**RECORDS SUPPLIED**

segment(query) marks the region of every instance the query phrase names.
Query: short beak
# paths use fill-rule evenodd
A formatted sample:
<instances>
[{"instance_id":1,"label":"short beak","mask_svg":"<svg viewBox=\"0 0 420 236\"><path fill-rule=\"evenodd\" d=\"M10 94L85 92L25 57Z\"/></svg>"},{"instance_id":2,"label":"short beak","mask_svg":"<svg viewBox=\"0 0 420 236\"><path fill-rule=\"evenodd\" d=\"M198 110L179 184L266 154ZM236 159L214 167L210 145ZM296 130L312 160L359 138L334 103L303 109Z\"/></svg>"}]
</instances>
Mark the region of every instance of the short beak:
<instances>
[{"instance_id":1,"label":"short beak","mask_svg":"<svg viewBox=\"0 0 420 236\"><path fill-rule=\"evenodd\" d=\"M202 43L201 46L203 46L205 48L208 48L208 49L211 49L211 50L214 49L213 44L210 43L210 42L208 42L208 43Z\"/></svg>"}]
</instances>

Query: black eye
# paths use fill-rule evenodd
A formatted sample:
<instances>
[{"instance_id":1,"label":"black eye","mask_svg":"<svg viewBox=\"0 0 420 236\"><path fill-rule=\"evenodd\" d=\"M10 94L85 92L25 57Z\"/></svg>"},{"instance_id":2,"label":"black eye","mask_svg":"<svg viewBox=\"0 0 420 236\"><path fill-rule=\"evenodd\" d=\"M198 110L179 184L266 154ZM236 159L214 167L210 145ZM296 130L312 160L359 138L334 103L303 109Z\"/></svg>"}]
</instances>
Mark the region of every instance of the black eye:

**TASK TO COMPLETE**
Would you transcribe the entries above exactly as they appear?

**RESULT BELOW**
segment(query) marks the region of every instance the query phrase names.
Query: short beak
# paths use fill-rule evenodd
A formatted sample:
<instances>
[{"instance_id":1,"label":"short beak","mask_svg":"<svg viewBox=\"0 0 420 236\"><path fill-rule=\"evenodd\" d=\"M10 94L85 92L25 57Z\"/></svg>"},{"instance_id":2,"label":"short beak","mask_svg":"<svg viewBox=\"0 0 420 236\"><path fill-rule=\"evenodd\" d=\"M198 110L179 184L266 154ZM236 159L214 167L210 145ZM296 130L312 160L359 138L334 103L303 109Z\"/></svg>"}]
</instances>
Mark the region of every instance of the short beak:
<instances>
[{"instance_id":1,"label":"short beak","mask_svg":"<svg viewBox=\"0 0 420 236\"><path fill-rule=\"evenodd\" d=\"M202 43L201 46L203 46L205 48L208 48L208 49L211 49L211 50L214 49L213 44L210 43L210 42L208 42L208 43Z\"/></svg>"}]
</instances>

Query: black eye
# paths use fill-rule evenodd
A formatted sample:
<instances>
[{"instance_id":1,"label":"black eye","mask_svg":"<svg viewBox=\"0 0 420 236\"><path fill-rule=\"evenodd\" d=\"M10 94L85 92L25 57Z\"/></svg>"},{"instance_id":2,"label":"black eye","mask_svg":"<svg viewBox=\"0 0 420 236\"><path fill-rule=\"evenodd\" d=\"M198 110L179 184L266 154ZM236 159L214 167L210 145ZM296 130L312 160L359 138L334 103L303 109Z\"/></svg>"}]
</instances>
Mark the region of every instance of the black eye:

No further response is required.